# GOAL OF THE EXERCISE
Rewrite every line of the records below, keeping the written lines unchanged. Scale each point coordinate in the answers by 0.25, rounding to whole numbers with halves going up, and leave out the pictures.

# DATASET EXCERPTS
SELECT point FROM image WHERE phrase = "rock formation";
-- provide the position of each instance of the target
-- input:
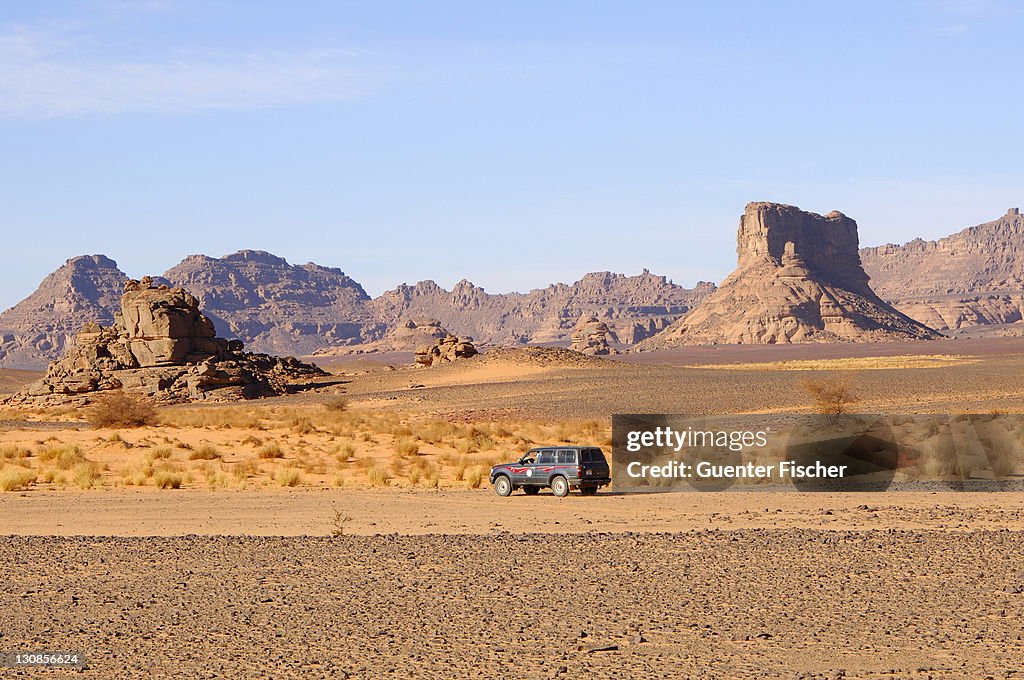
(41, 327)
(591, 337)
(162, 346)
(633, 307)
(973, 278)
(798, 279)
(304, 309)
(449, 348)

# ANSWER BELOW
SELECT point FROM image WHERE phrase = "rock formation";
-- provide the position of each instance of the target
-- input:
(10, 82)
(148, 84)
(41, 87)
(158, 77)
(243, 70)
(200, 70)
(76, 77)
(112, 87)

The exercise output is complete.